Исходный текст →
───

Занавес остаётся открытым - страница 20
Да и то сказать: одной истории КПСС, политэкономии, семинаров всяческих по трудам «классиков марксизма-ленинизма» было более половины от всей учебной программы, в которые я влюбиться не могла! А тройки получать не имела морального права перед семьёй.
Запомнилось: сижу в читальном зале, конспектирую работу В.И. Ленина «Что делать?» Передо мною вопросы к семинару. Какое это мучение – читать и ничего не понимать! Сколько ненависти в каждом абзаце! Сколько ничего не говорящих ни уму, ни сердцу имён политических и идейных противников!
И так все пять лет… А ближе к выпуску ленинская работа «Марксизм и эмпириокритицизм». Громятся один за другим Юм, Беркли и ещё десятки философов, политиков, экономистов! А мы не знаем и, главное, не должны знать, что думали, что говорили, что писали сами эти Юмы, Беркли и другие. Они не правы, и всё тут!
Помню, грызли мы, грызли эту работу, я оказалась почти самой натасканной, потому что экзамен сдала благополучно, а вот многие нахватали за эту работу троек. Тройка не давала в наше время права на стипендию.

───

Сохранённые записи
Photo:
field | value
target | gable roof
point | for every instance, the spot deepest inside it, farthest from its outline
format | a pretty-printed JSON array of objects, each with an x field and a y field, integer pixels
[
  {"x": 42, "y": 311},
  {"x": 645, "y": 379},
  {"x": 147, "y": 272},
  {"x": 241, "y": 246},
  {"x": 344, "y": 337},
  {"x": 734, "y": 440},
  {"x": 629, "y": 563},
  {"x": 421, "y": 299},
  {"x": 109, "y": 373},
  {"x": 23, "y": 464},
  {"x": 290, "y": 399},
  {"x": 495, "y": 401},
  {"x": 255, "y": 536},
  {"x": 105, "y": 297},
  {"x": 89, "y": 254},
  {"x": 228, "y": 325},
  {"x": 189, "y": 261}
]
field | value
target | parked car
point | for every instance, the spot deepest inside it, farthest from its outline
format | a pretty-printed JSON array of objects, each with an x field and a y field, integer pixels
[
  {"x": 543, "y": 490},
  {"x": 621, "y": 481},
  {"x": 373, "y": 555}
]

───

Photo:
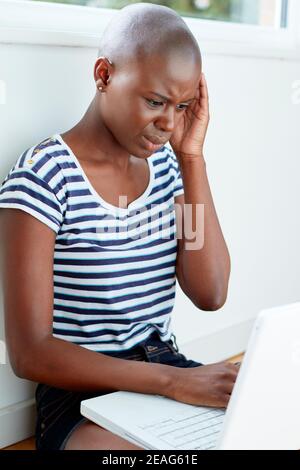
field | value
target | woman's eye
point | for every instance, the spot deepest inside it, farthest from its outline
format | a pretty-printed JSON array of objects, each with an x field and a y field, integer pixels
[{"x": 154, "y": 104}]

───

Что сделать →
**1)** Перечислите предметы, которые, согласно тексту воспоминаний об учёбе, занимали более половины всей учебной программы.
**2)** Продолжите воспоминания об учёбе с того места, где текст обрывается.

Выполненные задания →
**1)** История КПСС, политэкономия, семинары по трудам «классиков марксизма-ленинизма».

**2)**
На лекциях политического и философского профиля, от которых остался унылый и тусклый свет, сумел выделиться своими шоу только один – Лев Наумович Коган. У многих студентов он имел успех: умён, начитан, остроумен, Дон Жуан. От себя добавлю: развязен. Циник. У начальства в фаворе.
А вот Борис Фёдорович Загс, читавший нам курс зарубежной литературы, да так читавший лекции о Шекспире, что в перерыве студенты в слезах лежали на столах – оказался начальству не по вкусу.
Это единственная история травли прекрасного специалиста, которая протекала на моих глазах. Сначала его перевели в Институт иностранных языков – и тогда наши студенты побежали на его лекции туда.
Потом и оттуда убрали, назначили директором школы. В последние годы понизили до рядового преподавателя…
Он имел феноменальную память, помнил всех своих студентов, всех учеников. Маша Козлова пришла к нему как-то в школу по делу (он был ещё директором), и он, взглянув на неё, спросил: «Ваша фамилия Крутикова?» Это через много-много лет. Я не знала об этом его свойстве и, встречая его в Белинке, всегда прошмыгивала мимо.
Я заболела в университете застенчивостью, мне он казался недосягаемым. А поздоровайся я тогда с ним, вдруг он заговорил бы со мной? Нет, это слишком! Так что я впадала в столбняк от великого почтения, даже благоговения от его неординарной личности. Себя я считала серенькой, случайной в яркой толпе разнообразно талантливых студентов на нашем курсе. А если бы он помнил меня, то как мог оценить моё поведение: прошмыгну и не поздороваюсь даже! А если я обидела его – и не раз? Утешаюсь мыслью: может быть, всё-таки он понимал, что есть такая форма чистого поклонения, как полное молчание?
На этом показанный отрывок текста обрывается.